» **Work instruction**:
Output exactly the lines below, starting with the line that has "Target: tall pantry cabinet" and going on through the line that has "Target: pendant light cord", both included, and no other lines.

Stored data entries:
==================================================

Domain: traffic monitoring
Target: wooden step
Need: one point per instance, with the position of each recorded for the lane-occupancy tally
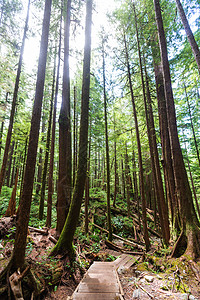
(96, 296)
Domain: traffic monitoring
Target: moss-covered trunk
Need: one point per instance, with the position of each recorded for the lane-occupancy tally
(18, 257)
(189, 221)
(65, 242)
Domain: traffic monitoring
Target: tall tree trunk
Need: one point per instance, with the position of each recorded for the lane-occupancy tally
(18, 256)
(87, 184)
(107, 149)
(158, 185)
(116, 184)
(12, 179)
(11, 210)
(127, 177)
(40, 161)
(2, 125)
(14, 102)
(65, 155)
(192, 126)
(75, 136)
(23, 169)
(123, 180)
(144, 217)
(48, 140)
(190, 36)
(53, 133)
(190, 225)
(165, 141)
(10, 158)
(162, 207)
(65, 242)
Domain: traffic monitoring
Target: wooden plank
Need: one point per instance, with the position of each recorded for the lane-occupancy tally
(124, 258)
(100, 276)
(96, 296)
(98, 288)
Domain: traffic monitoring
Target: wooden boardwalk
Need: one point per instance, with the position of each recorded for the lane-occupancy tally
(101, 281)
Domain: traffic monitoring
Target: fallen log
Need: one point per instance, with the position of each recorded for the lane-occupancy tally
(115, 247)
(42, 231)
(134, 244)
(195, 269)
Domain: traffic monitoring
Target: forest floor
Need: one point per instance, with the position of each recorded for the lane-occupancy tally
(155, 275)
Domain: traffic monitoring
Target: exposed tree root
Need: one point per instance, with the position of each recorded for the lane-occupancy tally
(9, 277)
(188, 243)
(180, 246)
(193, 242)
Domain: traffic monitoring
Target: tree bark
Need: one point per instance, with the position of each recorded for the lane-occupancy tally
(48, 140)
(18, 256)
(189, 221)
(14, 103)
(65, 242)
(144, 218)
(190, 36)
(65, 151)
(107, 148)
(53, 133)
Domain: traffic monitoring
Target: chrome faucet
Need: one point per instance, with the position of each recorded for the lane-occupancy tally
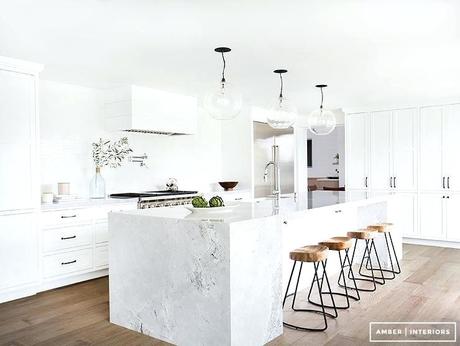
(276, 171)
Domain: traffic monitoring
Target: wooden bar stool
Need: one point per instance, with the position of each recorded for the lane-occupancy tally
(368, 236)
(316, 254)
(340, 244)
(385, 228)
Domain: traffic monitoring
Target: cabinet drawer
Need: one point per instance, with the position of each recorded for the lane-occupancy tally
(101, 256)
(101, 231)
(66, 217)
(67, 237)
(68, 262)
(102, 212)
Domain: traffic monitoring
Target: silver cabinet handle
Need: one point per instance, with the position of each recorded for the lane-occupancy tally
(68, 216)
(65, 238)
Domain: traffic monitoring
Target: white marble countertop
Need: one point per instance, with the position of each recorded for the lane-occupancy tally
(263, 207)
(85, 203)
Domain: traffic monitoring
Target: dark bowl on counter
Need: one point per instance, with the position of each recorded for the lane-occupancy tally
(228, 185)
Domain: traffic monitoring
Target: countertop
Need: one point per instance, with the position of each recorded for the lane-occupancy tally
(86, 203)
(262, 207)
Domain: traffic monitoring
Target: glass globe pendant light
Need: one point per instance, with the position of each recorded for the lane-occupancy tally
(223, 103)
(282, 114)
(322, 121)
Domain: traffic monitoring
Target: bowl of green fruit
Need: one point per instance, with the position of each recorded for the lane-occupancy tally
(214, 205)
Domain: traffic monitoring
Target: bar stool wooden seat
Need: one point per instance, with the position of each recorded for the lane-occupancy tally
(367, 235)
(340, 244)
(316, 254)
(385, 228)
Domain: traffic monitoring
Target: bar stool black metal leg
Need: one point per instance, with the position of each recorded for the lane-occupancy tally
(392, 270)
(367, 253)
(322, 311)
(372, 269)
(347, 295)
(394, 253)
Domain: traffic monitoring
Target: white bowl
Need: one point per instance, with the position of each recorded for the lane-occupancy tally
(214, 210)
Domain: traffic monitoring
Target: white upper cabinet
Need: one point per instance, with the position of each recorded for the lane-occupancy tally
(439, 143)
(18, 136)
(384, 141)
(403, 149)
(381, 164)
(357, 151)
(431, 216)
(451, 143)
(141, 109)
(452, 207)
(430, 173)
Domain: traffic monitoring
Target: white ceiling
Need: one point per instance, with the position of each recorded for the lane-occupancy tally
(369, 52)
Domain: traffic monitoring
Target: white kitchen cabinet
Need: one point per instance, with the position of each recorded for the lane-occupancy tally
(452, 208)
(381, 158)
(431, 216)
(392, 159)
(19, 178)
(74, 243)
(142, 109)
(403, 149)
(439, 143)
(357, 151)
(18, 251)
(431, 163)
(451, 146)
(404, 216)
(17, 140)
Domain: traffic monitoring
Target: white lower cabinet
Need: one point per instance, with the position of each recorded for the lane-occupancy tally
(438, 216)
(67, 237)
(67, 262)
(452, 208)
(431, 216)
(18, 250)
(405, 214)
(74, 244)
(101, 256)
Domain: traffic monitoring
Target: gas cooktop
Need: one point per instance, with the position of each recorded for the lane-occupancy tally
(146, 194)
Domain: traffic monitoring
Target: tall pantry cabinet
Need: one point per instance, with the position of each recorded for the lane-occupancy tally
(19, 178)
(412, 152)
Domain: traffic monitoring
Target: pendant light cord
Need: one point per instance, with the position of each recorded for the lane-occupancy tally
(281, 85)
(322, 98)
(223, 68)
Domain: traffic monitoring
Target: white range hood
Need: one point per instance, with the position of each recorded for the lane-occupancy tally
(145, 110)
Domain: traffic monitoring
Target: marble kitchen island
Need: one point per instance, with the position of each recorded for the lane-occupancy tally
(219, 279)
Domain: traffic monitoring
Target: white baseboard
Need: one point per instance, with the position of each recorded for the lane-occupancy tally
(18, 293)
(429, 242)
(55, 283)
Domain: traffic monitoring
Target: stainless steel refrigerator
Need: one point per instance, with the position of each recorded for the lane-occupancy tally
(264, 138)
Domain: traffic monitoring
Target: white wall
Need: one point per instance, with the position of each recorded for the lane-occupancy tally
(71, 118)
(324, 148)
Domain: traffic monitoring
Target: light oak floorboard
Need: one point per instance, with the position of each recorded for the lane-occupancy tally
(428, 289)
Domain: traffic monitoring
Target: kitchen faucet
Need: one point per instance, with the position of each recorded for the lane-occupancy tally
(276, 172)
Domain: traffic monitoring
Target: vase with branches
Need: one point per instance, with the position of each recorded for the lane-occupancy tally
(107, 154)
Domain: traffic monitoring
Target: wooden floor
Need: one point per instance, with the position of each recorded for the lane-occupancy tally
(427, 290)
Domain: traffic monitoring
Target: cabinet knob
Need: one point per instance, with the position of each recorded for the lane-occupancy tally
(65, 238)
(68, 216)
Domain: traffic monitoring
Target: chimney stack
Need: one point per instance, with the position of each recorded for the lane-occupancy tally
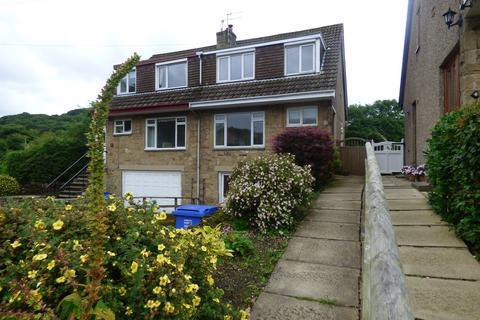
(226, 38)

==================================================

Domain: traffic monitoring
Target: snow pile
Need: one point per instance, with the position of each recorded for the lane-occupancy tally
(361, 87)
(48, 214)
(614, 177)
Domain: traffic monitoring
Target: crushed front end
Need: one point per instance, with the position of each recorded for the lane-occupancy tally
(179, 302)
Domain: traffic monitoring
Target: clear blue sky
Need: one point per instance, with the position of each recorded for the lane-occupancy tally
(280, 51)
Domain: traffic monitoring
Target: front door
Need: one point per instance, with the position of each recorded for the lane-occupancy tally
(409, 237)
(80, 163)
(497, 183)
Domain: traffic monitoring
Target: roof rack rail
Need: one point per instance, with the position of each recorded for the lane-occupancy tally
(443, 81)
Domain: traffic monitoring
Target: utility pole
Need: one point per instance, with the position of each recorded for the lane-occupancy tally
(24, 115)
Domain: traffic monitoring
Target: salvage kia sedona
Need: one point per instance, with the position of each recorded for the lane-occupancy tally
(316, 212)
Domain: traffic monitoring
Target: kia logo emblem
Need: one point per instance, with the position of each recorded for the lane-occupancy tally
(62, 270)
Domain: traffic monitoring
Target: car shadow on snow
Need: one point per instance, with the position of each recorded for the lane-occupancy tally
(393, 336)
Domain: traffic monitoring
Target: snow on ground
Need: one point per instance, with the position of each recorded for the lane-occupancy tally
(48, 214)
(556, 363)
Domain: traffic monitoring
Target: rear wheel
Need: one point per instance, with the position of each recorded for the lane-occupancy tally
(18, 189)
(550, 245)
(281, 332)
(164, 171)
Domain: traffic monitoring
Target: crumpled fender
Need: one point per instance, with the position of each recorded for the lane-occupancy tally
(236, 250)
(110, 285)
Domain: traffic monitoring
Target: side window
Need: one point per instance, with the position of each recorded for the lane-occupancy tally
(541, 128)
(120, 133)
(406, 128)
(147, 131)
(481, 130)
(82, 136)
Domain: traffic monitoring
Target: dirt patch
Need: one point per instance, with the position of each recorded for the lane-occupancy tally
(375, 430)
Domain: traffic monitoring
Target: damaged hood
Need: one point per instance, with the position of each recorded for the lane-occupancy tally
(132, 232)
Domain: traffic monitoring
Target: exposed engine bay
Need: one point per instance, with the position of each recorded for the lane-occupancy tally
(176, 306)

==================================================

» **Output below**:
Target: tall pantry cabinet
Need: one point per instance, with the position of each recorded for the lane-occupancy tally
(19, 178)
(412, 152)
Domain: traffic monitoring
Target: pendant light cord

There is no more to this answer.